### Task to carry out
Return the exact lines spanning from the line with "Target: white yard line" through the last line of the entries, boundaries included, and no others.

START Data supplied

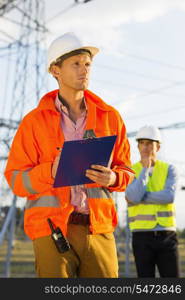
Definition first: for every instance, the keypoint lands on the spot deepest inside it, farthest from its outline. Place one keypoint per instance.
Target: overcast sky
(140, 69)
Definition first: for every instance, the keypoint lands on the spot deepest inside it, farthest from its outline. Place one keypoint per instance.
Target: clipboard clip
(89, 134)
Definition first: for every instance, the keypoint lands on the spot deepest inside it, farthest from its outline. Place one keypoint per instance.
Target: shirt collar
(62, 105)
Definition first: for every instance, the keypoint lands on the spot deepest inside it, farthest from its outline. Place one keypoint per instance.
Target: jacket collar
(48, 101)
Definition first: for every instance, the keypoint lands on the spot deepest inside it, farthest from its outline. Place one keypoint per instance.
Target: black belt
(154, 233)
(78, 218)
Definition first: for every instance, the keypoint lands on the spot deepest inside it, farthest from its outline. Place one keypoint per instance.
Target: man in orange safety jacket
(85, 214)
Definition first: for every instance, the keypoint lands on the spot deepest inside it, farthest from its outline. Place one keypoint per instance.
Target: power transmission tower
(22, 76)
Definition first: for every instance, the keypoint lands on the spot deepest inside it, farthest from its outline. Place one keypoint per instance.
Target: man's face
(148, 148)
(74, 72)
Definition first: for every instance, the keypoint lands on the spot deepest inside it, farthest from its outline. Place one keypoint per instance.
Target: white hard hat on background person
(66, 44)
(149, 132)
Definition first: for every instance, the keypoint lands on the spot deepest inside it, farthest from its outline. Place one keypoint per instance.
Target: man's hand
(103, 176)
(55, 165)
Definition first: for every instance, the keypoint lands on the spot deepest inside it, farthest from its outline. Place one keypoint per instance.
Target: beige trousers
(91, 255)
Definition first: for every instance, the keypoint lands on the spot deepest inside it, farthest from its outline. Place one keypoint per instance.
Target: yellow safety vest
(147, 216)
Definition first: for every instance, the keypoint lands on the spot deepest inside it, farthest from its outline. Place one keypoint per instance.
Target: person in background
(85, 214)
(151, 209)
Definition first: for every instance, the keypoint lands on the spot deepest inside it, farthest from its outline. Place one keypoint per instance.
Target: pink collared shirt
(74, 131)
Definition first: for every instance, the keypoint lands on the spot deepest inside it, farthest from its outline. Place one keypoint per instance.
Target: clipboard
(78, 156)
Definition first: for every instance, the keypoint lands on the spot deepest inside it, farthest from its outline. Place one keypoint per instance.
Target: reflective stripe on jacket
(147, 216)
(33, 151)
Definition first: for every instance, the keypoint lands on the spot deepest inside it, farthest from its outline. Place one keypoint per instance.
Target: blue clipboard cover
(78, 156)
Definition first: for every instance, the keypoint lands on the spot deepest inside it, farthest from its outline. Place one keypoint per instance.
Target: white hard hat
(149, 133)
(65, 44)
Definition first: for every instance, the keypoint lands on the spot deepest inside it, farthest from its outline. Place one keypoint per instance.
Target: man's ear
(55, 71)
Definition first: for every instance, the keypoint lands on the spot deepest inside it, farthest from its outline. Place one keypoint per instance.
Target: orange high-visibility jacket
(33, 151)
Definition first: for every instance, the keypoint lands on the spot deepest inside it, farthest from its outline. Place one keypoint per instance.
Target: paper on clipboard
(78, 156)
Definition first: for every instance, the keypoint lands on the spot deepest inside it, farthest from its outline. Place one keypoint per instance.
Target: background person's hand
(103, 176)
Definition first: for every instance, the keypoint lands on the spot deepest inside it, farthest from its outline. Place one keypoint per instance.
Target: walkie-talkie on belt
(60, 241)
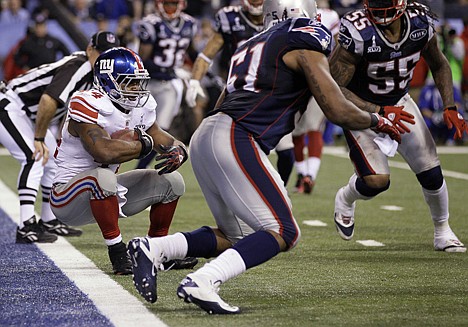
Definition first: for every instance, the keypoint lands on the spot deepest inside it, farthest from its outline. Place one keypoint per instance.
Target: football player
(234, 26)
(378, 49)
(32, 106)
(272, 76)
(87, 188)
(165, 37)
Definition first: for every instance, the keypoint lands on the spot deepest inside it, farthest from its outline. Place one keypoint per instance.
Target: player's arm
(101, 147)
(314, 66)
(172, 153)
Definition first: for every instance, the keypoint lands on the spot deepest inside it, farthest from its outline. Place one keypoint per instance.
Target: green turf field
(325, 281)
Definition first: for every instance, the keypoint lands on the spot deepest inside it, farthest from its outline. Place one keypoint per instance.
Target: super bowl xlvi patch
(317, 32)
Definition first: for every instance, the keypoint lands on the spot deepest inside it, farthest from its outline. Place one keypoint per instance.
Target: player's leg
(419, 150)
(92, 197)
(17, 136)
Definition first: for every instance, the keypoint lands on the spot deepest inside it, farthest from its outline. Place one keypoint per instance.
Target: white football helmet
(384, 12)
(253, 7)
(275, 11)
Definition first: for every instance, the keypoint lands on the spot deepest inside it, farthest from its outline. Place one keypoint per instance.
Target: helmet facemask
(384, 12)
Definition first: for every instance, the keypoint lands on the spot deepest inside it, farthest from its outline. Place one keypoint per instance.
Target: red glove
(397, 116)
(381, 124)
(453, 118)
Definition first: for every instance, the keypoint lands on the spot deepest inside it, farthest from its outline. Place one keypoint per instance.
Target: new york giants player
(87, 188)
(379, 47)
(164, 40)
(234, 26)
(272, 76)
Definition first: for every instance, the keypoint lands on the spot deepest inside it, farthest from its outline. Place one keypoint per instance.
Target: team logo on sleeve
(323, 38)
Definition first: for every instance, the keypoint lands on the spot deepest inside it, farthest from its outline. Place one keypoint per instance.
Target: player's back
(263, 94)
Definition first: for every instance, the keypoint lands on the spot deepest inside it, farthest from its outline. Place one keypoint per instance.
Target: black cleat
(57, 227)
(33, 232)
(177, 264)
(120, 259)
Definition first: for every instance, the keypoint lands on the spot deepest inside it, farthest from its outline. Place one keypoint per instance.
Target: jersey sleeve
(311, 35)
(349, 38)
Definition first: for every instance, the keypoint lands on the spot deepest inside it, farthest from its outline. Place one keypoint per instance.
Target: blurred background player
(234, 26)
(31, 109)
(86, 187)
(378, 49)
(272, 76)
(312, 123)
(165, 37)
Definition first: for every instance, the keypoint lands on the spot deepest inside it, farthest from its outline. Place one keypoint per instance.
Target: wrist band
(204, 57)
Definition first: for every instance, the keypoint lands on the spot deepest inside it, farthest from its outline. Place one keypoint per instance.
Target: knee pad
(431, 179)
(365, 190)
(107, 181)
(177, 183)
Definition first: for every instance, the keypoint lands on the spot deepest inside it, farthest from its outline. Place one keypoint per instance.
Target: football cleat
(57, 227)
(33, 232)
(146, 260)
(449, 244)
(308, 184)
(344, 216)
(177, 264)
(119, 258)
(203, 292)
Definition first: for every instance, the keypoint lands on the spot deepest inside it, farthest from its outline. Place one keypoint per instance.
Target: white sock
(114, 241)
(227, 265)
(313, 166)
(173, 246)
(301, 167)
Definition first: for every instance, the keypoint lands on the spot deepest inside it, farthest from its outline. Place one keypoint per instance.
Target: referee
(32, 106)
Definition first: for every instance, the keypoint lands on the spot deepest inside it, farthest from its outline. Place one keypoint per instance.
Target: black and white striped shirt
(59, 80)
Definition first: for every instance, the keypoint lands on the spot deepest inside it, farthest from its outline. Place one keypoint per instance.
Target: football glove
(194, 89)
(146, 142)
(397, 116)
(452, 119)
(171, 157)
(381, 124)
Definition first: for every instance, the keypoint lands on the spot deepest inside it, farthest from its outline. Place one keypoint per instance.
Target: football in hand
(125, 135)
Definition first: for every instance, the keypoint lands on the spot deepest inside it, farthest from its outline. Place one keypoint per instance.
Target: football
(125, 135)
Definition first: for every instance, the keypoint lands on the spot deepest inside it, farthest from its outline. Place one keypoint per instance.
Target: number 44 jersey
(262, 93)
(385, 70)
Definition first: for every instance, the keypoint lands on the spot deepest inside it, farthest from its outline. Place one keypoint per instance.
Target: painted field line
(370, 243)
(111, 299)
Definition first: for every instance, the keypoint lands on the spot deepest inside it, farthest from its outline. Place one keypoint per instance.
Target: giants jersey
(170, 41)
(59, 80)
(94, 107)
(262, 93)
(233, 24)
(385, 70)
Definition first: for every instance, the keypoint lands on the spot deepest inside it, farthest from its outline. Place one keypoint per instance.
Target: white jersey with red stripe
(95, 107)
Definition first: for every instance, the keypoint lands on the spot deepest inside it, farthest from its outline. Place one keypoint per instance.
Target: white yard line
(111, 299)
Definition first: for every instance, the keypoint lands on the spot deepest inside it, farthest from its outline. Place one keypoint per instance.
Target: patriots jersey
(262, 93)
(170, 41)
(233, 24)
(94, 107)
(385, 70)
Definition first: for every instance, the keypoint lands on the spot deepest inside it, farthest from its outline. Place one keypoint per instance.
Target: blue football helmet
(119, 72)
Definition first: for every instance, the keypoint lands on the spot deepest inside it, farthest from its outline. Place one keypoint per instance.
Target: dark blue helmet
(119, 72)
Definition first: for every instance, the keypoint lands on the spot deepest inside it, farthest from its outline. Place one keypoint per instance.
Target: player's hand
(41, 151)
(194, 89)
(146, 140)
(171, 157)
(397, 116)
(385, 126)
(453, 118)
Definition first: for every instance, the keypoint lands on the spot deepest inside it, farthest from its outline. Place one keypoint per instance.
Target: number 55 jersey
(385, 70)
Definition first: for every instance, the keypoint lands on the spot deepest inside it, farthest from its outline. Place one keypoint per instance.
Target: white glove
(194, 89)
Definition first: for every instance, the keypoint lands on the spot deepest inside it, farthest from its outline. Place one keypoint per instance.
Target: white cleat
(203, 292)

END Data supplied

### Solution for this exercise
Target: white yard line
(111, 299)
Definition first: for every instance, the keypoint lands on the spot deepest inside it, farthest from its outline. Place one keypoint per instance.
Target: patriots jersey
(262, 93)
(170, 41)
(233, 24)
(94, 107)
(385, 70)
Definition first: for every instance, the keypoint lands on the spot deepest inside it, farthest from its outline. Place one keypoint per instance.
Target: blue football helmet
(119, 72)
Definition first: for every instance, the keypoint lands on the spot deepest inside it, farthest from its outline. Place one keypoint per instance.
Target: dark blue helmet
(119, 72)
Definition first: for every instance, the keypoint lands on the spot deepest inside it, farthest from its outline. Place one keypoint per instance.
Target: player's hand
(41, 151)
(194, 89)
(146, 140)
(171, 157)
(397, 116)
(385, 126)
(453, 118)
Definition first: for every instance, the keypoint lands on the spot deepest inside it, farthest from its outline. Place one keypoint per instance.
Target: number 55 jersey
(385, 70)
Definition first: for every instance, the keypoint lands on the spot deepest inside it, farthest from its outline. Place one keypoint per instance.
Target: white glove
(194, 89)
Definition first: for every instance, the keypoint lands on the spot deepest inside it, farthest from its outline. Place one keypoint per instance.
Target: white cleat
(203, 292)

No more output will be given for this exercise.